Print the part of the passage on airline overbooking between "Before you begin" and "for much less.", inclusive, without changing a word.
[Begin Provided passage]
Before you begin bumping, you should understand the concept of a bump. A bump is when a flight has more confirmed passengers than seats. It is not for situations when airlines have to cancel a flight due to weather or mechanical reasons.
Airlines oversell planes in order to ensure planes leave the gate full of passengers. There are a number of reasons why airlines oversell: 1) People miss flights 2) People, especially business travelers, change flights at the last minute 3) Passengers will mis-connect due to weather or air traffic control issues 4) To make more money- last minutes seats may sell for thousands of dollars. Its worth it for an airline to accept that money and then “bump” someone for much less.
When a flight is oversold, the airline has a legal obligation to ask for volunteers to take other flights to their destination. In return for the passenger’s flexibility, they are usually awarded with a voucher that can be used on future flight purchases (or lounge membership). For domestic flights this is usually $200-$400 and sometimes up to $800 or more for international flights. The amount can be negotiated and is an agreement between the passenger and airline. The compensation will depend on how many volunteers they need and how quickly they can get you to your final destination.
[End Provided passage]
[Begin Records provided]
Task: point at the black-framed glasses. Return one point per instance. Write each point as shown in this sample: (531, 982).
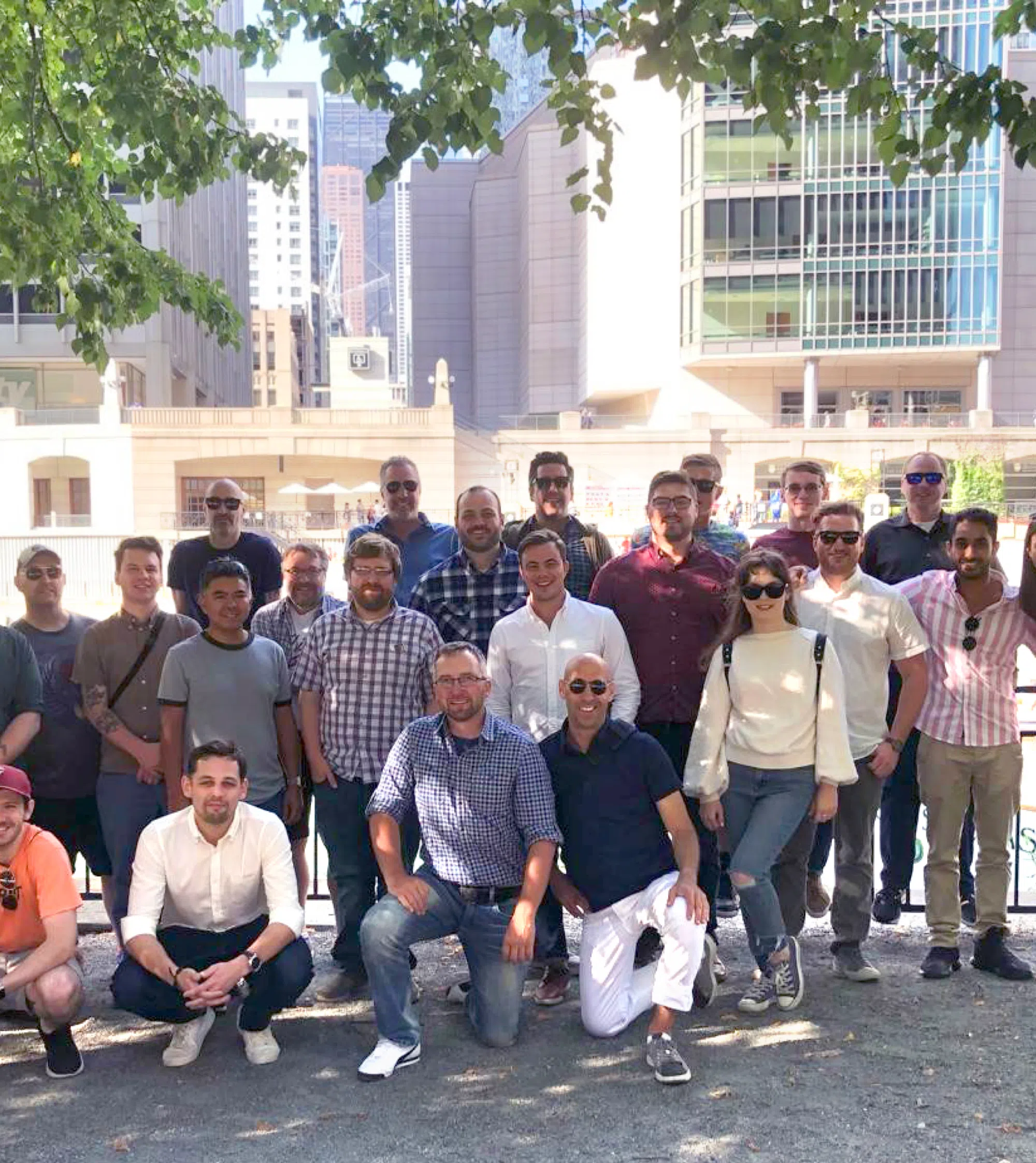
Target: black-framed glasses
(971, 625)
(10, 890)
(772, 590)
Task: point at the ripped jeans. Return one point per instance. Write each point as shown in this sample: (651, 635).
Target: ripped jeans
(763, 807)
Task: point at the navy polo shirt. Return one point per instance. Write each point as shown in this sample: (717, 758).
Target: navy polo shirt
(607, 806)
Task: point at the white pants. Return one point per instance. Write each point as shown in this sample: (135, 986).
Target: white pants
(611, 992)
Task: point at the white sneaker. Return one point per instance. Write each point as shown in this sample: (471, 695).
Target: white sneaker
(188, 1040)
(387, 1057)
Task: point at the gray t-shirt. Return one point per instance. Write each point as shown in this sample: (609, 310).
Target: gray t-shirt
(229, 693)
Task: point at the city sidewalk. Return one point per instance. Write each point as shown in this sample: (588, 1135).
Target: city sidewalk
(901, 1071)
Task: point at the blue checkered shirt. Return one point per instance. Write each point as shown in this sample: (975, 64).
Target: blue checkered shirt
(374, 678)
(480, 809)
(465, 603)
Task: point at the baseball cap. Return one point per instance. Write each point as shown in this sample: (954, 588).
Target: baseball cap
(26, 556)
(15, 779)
[End Records provided]
§ **Task output**:
Before you begin bumping, you should understand the concept of a bump. A bump is when a flight has more confirmed passengers than seats. It is not for situations when airlines have to cancel a flight due to weather or mechanical reasons.
Airlines oversell planes in order to ensure planes leave the gate full of passengers. There are a number of reasons why airlines oversell: 1) People miss flights 2) People, especially business travelers, change flights at the last minute 3) Passengers will mis-connect due to weather or air traffic control issues 4) To make more money- last minutes seats may sell for thousands of dollars. Its worth it for an airline to accept that money and then “bump” someone for much less.